- [TEXT BLOCK]
◇ ◇ ◇
Some example embodiments are explained with the UEs as the distributed nodes. For example, in such embodiments, a gNB or a dedicated network function may be the aggregator. However, the invention is not limited to this configuration. The invention may also be applied to other FL deployment options in mobile networks, such as: (i) Central NWDAF as FL Aggregator and distributed NWDAFs as distributed nodes; (ii) E2E service management domain as FL Aggregator and individual management domains as distributed nodes; and others.

One piece of information may be transmitted in one or plural messages from one entity to another entity. Each of these messages may comprise further (different) pieces of information.

Names of network elements, network functions, protocols, and methods are based on current standards. In other versions or other technologies, the names of these network elements and/or network functions and/or protocols and/or methods may be different, as long as they provide a corresponding functionality. The same applies correspondingly to the terminal.

If not otherwise stated or otherwise made clear from the context, the statement that two entities are different means that they perform different functions. It does not necessarily mean that they are based on different hardware. That is, each of the entities described in the present description may be based on a different hardware, or some or all of the entities may be based on the same hardware. It does not necessarily mean that they are based on different software. That is, each of the entities described in the present description may be based on different software, or some or all of the entities may be based on the same software. Each of the entities described in the present description may be deployed in the cloud.

According to the above description, it should thus be apparent that example embodiments of the present invention provide, for example, an aggregator (such as a gNB, a NWDAF, or a management function) or a component thereof, an apparatus embodying the same, a method for controlling and/or operating the same, and computer program(s) controlling and/or operating the same as well as mediums carrying such computer program(s) and forming computer program product(s). According to the above description, it should thus be apparent that example embodiments of the present invention provide, for example, a node (such as a UE, a NWDAF, or a management function) or a component thereof, an apparatus embodying the same, a method for controlling and/or operating the same, and computer program(s) controlling and/or operating the same as well as mediums carrying such computer program(s) and forming computer program product(s).
◇ ◇ ◇
- [PROBLEM A]
Reproduce the rows word for word, starting at the very first row and continuing through the line that contains "x=295, y=86".

- [ITEMS]
◇ ◇ ◇
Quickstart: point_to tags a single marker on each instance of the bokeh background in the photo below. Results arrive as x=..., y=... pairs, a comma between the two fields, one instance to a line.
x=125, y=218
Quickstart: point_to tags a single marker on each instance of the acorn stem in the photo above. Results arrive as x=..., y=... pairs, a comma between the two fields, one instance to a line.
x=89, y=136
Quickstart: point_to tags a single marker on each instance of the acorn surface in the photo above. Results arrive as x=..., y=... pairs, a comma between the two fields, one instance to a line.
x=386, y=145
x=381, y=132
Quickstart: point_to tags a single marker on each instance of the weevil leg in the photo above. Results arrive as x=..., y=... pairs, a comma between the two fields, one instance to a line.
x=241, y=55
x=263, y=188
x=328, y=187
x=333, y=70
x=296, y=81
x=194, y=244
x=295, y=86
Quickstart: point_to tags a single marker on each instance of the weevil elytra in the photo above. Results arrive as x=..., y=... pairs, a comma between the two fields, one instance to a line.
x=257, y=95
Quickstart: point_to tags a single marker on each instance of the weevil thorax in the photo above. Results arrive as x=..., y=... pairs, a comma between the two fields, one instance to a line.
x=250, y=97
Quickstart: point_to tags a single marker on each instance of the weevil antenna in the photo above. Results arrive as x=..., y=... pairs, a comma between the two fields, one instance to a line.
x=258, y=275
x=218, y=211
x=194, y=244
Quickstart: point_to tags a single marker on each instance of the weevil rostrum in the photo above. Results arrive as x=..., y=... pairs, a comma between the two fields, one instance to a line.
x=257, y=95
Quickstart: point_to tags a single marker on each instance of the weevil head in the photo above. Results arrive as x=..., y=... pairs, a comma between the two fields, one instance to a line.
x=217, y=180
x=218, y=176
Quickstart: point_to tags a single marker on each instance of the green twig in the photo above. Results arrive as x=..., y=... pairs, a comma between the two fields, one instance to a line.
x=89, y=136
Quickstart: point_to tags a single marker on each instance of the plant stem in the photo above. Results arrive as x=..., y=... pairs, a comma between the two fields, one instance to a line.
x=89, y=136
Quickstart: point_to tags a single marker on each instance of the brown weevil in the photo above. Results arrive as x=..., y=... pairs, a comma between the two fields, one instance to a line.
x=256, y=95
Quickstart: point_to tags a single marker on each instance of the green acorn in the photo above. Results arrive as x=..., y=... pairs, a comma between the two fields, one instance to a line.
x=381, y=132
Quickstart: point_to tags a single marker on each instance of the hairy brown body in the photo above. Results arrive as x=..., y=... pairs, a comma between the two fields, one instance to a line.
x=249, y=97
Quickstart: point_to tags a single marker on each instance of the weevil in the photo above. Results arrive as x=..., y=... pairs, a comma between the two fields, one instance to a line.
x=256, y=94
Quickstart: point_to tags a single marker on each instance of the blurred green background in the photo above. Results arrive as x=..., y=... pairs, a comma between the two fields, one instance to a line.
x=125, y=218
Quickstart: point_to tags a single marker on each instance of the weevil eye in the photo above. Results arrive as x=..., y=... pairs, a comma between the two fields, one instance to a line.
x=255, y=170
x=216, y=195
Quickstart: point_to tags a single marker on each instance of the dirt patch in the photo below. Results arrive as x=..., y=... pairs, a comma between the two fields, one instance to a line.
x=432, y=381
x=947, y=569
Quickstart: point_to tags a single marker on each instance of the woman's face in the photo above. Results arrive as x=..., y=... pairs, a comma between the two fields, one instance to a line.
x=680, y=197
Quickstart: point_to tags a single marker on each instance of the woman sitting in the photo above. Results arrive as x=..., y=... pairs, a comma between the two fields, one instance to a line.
◇ ◇ ◇
- [PROBLEM B]
In the text on federated learning deployments, what may serve as the aggregator in embodiments where the UEs are the distributed nodes?

- [FINISHED ANSWER A]
Quickstart: point_to tags a single marker on each instance of the bokeh background in the photo below. Results arrive as x=..., y=... pairs, a comma between the two fields, one instance to a line.
x=125, y=218
Quickstart: point_to tags a single marker on each instance of the acorn stem in the photo above. Results arrive as x=..., y=... pairs, a comma between the two fields, one instance to a line.
x=89, y=136
Quickstart: point_to tags a single marker on each instance of the acorn surface in the photo above. Results arrive as x=..., y=... pairs, a comma between the two fields, one instance to a line.
x=386, y=145
x=381, y=132
Quickstart: point_to tags a single marker on each instance of the weevil leg in the photo above. Results arrive as x=..., y=... pairs, a comma between the two fields, one instance to a line.
x=241, y=55
x=263, y=188
x=328, y=187
x=333, y=70
x=296, y=81
x=194, y=244
x=295, y=86

- [FINISHED ANSWER B]
A gNB or a dedicated network function.